» Task prompt
Every entry that follows needs to be repeated exactly.
________________________________________
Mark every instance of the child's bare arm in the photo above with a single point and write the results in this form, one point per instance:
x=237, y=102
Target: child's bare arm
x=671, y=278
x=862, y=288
________________________________________
» Exercise result
Mark every instance of the child's bare arm in the photo above with a single point and write the results in this form, one point per instance:
x=237, y=102
Target: child's bare arm
x=671, y=278
x=862, y=288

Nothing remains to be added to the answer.